• _DIRECTION_
Express all of the records below as a Markdown table with two columns, Row for the row number and Line for the line itself, leaving out any blank lines.

• _EXERCISE INPUTS_
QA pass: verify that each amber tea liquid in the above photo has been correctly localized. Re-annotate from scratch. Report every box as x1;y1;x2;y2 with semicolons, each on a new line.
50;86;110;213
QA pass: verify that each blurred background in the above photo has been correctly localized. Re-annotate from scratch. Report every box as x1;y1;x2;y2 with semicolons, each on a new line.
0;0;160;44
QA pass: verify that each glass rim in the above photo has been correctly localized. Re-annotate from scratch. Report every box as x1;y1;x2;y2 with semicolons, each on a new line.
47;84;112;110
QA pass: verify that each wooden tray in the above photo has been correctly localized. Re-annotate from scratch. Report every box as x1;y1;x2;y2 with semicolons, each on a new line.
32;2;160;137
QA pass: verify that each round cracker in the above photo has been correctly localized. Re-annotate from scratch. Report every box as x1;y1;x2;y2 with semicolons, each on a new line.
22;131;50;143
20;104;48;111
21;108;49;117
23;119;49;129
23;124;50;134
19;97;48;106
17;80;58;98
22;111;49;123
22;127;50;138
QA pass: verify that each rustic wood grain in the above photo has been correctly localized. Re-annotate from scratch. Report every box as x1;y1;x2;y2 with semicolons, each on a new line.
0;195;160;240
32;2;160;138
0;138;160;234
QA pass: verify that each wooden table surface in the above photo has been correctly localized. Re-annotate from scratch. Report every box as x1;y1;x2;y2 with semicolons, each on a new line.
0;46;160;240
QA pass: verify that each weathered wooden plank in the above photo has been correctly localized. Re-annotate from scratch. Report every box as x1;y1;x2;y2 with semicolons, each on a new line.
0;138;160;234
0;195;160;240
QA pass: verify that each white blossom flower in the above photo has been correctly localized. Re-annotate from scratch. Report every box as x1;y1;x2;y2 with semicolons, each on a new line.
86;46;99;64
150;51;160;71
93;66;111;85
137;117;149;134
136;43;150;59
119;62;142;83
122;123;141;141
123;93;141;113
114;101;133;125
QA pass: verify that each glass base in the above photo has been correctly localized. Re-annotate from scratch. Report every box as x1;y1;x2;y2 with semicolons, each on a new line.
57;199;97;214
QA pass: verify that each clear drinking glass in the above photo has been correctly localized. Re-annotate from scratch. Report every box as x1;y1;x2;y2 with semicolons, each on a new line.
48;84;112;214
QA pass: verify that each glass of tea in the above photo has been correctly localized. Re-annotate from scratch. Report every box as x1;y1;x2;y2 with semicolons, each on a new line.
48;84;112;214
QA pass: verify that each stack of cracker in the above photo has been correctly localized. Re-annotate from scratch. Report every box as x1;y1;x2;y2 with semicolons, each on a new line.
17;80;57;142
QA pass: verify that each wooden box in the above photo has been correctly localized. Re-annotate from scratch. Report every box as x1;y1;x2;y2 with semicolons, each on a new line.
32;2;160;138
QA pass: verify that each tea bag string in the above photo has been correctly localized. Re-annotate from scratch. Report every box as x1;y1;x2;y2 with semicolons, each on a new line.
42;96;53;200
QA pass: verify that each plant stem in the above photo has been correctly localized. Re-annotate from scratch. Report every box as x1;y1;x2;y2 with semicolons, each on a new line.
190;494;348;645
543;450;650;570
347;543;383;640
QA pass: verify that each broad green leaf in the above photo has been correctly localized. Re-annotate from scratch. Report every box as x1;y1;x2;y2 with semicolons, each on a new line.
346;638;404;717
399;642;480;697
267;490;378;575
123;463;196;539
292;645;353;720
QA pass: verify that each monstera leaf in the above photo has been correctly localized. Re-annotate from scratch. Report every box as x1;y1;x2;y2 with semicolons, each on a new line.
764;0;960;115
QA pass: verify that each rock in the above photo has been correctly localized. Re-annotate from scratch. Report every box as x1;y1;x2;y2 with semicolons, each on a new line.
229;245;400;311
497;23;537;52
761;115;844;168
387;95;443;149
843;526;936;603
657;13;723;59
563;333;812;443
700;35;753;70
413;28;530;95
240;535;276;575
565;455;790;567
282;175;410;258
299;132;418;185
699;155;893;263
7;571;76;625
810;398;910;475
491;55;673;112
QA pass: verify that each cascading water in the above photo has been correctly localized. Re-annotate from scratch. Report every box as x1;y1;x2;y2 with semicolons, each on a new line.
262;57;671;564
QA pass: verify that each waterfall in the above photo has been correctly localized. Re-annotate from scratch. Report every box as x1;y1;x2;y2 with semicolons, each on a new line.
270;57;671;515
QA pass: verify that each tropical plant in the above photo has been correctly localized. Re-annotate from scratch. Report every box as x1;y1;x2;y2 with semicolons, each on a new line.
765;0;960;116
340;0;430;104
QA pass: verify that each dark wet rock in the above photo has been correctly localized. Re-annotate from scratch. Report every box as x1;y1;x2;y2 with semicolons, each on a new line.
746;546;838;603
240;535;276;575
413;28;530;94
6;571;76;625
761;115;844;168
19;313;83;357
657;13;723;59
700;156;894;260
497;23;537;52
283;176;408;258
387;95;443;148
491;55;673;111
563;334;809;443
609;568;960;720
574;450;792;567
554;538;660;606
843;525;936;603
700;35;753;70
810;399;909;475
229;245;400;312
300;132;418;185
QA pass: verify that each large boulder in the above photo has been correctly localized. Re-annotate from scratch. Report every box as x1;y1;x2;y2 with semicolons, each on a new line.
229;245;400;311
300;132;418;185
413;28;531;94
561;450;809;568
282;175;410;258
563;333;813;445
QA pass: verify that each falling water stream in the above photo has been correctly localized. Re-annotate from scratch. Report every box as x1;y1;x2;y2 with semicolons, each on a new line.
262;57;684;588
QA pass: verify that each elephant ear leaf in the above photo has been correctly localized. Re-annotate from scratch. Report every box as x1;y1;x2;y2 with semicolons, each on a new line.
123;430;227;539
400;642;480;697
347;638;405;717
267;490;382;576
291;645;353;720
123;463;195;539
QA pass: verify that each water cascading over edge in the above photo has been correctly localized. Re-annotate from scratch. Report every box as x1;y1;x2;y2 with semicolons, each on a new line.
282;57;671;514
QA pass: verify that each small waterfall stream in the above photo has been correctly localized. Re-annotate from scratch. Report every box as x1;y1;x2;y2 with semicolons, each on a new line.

• _THE ANSWER_
| Row | Line |
|---|---|
| 1 | QA pass: verify that each amber tea liquid in the above photo has been correctly localized. Re-annotate from scratch. Report every box as x1;y1;x2;y2 with semicolons, each on a new line. |
| 2 | 50;86;110;213 |
| 3 | QA pass: verify that each blurred background in the above photo has been correctly localized. Re-annotate from scratch. Report every box as x1;y1;x2;y2 with semicolons, each on a new line. |
| 4 | 0;0;160;44 |
| 5 | QA pass: verify that each glass rim in the above photo has been correctly localized. Re-annotate from scratch. Report every box as x1;y1;x2;y2 with semicolons, each on a new line. |
| 6 | 47;84;112;110 |
| 7 | QA pass: verify that each wooden tray in the above photo has been correctly localized. Re-annotate from scratch. Report every box as x1;y1;x2;y2 with semicolons, each on a new line. |
| 8 | 32;2;160;137 |
| 9 | QA pass: verify that each round cracker in the above photo has been correctly localized. Re-annotate from scratch. Report every box as x1;y1;x2;y2 with semicolons, each on a new line. |
| 10 | 22;131;50;143 |
| 11 | 20;104;48;111 |
| 12 | 21;108;49;117 |
| 13 | 23;119;49;129 |
| 14 | 23;124;50;134 |
| 15 | 19;97;48;106 |
| 16 | 17;80;58;98 |
| 17 | 22;111;49;123 |
| 18 | 22;127;50;138 |
| 19 | QA pass: verify that each rustic wood grain in the above photo has been correctly localized. Re-annotate from scratch. Report every box as x1;y1;x2;y2 with semicolons, each on a new line. |
| 20 | 0;195;160;240 |
| 21 | 32;2;160;138 |
| 22 | 0;138;160;234 |
| 23 | QA pass: verify that each wooden table surface in the above photo has been correctly localized. Re-annotate from scratch. Report every box as x1;y1;x2;y2 with semicolons, each on a new line. |
| 24 | 0;46;160;240 |
| 25 | QA pass: verify that each weathered wooden plank in the above photo has been correctly localized. Re-annotate from scratch. Report every box as x1;y1;x2;y2 with semicolons, each on a new line. |
| 26 | 0;138;160;234 |
| 27 | 0;195;160;240 |
| 28 | QA pass: verify that each white blossom flower in the above photo has been correctly localized. Re-annotate from scratch. Report every box as x1;y1;x2;y2 with semicolons, each on a new line. |
| 29 | 86;46;99;64 |
| 30 | 150;51;160;71 |
| 31 | 93;66;111;85 |
| 32 | 137;117;149;134 |
| 33 | 136;43;150;59 |
| 34 | 119;62;142;83 |
| 35 | 122;123;141;141 |
| 36 | 123;93;141;113 |
| 37 | 114;101;133;125 |
| 38 | QA pass: verify that each glass base in the above photo has been correctly localized. Re-annotate from scratch. Report every box as x1;y1;x2;y2 with semicolons, each on a new line. |
| 39 | 57;199;97;214 |
| 40 | QA pass: verify that each clear drinking glass in the above photo has been correctly localized. Re-annotate from scratch. Report every box as x1;y1;x2;y2 with semicolons, each on a new line. |
| 41 | 48;84;112;214 |
| 42 | QA pass: verify that each glass of tea in the above photo has been correctly localized. Re-annotate from scratch. Report every box as x1;y1;x2;y2 with semicolons, each on a new line. |
| 43 | 48;84;112;214 |
| 44 | QA pass: verify that each stack of cracker in the above photo has been correctly localized. Re-annotate from scratch. Report every box as x1;y1;x2;y2 with semicolons, each on a new line. |
| 45 | 17;80;57;142 |
| 46 | QA pass: verify that each wooden box in the above photo has been correctly localized. Re-annotate from scratch. Report every box as x1;y1;x2;y2 with semicolons, each on a new line. |
| 47 | 32;2;160;138 |
| 48 | QA pass: verify that each tea bag string in the above photo has been correctly localized. Re-annotate from scratch. Report every box as x1;y1;x2;y2 with semicolons, each on a new line. |
| 49 | 42;96;53;200 |
| 50 | QA pass: verify that each plant stem in the above photo has been correctly localized. Re-annotate from scratch. Report every box as x1;y1;x2;y2 with semicolons, each on a new line. |
| 51 | 190;494;348;645 |
| 52 | 543;450;650;570 |
| 53 | 347;543;383;640 |
| 54 | QA pass: verify that each broad green leaf in the above photo has been correctly localized. Re-annotate from scratch. Report every box as x1;y1;x2;y2 with semicolons, each on a new line. |
| 55 | 346;638;404;717 |
| 56 | 399;642;480;697 |
| 57 | 267;490;378;575 |
| 58 | 123;463;196;539 |
| 59 | 292;645;353;720 |
| 60 | QA pass: verify that each monstera leaf in the above photo has been correctly localized. Re-annotate from scratch. Report every box as x1;y1;x2;y2 with semicolons, each on a new line. |
| 61 | 764;0;960;115 |
| 62 | QA pass: verify that each rock in the above photo has been correctly localized. Re-annotate from scratch. Report every box as x1;y1;x2;y2 with semicolons, each on a new line. |
| 63 | 229;245;400;311 |
| 64 | 497;23;537;52 |
| 65 | 761;115;844;168 |
| 66 | 387;95;443;149 |
| 67 | 843;526;936;603 |
| 68 | 657;13;723;59 |
| 69 | 563;333;812;443 |
| 70 | 700;35;753;70 |
| 71 | 413;28;530;95 |
| 72 | 240;535;276;575 |
| 73 | 565;455;790;567 |
| 74 | 282;175;410;258 |
| 75 | 299;132;418;185 |
| 76 | 699;155;893;263 |
| 77 | 7;571;76;625 |
| 78 | 810;398;910;475 |
| 79 | 491;55;673;112 |
| 80 | QA pass: verify that each cascading water in the above photo has been correctly localized. Re-annotate from scratch. Report every box as x1;y1;x2;y2 with semicolons, each on a new line. |
| 81 | 262;57;671;564 |
| 82 | QA pass: verify that each waterfall in the above photo has been correctly localized. Re-annotate from scratch. Report every box as x1;y1;x2;y2 with semicolons, each on a new line. |
| 83 | 270;57;671;515 |
| 84 | QA pass: verify that each tropical plant in the above photo has been correctly localized. Re-annotate from scratch. Report every box as x1;y1;x2;y2 with semicolons, each on a new line. |
| 85 | 765;0;960;116 |
| 86 | 340;0;430;104 |
| 87 | QA pass: verify that each dark wet rock in the above photo has been correctly localized. Re-annotate from scratch. Report every box as x1;y1;x2;y2 with semicolons, each on a new line. |
| 88 | 746;546;838;603 |
| 89 | 240;535;276;575 |
| 90 | 413;28;530;94 |
| 91 | 6;571;76;625 |
| 92 | 761;115;844;168 |
| 93 | 19;313;83;357 |
| 94 | 657;13;723;59 |
| 95 | 700;156;894;260 |
| 96 | 497;23;537;52 |
| 97 | 283;176;408;258 |
| 98 | 387;95;443;148 |
| 99 | 491;55;673;111 |
| 100 | 563;334;809;443 |
| 101 | 609;568;960;720 |
| 102 | 574;450;792;567 |
| 103 | 554;538;660;606 |
| 104 | 843;525;936;603 |
| 105 | 700;35;753;70 |
| 106 | 810;399;909;475 |
| 107 | 229;245;400;312 |
| 108 | 300;132;418;185 |
| 109 | QA pass: verify that each large boulder in the above photo has been correctly localized. Re-annotate from scratch. Report every box as x1;y1;x2;y2 with semicolons, each on a new line. |
| 110 | 229;245;400;311 |
| 111 | 300;132;418;185 |
| 112 | 413;28;531;94 |
| 113 | 561;450;809;568 |
| 114 | 282;175;410;258 |
| 115 | 563;333;813;445 |
| 116 | QA pass: verify that each falling water stream in the above photo has been correctly localized. Re-annotate from scratch. Report every box as x1;y1;x2;y2 with semicolons, each on a new line. |
| 117 | 262;57;684;588 |
| 118 | QA pass: verify that each elephant ear leaf in the above photo has been correctly localized. Re-annotate from scratch. Report every box as x1;y1;x2;y2 with semicolons, each on a new line. |
| 119 | 123;430;227;539 |
| 120 | 400;642;480;697 |
| 121 | 347;638;405;717 |
| 122 | 267;490;382;576 |
| 123 | 291;645;353;720 |
| 124 | 123;463;195;539 |
| 125 | QA pass: verify that each water cascading over edge in the above photo has been correctly localized. Re-annotate from scratch. Report every box as x1;y1;x2;y2 with semicolons, each on a new line. |
| 126 | 282;57;671;514 |
| 127 | QA pass: verify that each small waterfall stream in the above photo has been correctly localized. Re-annotate from scratch. Report every box as x1;y1;x2;y2 with semicolons, each on a new line. |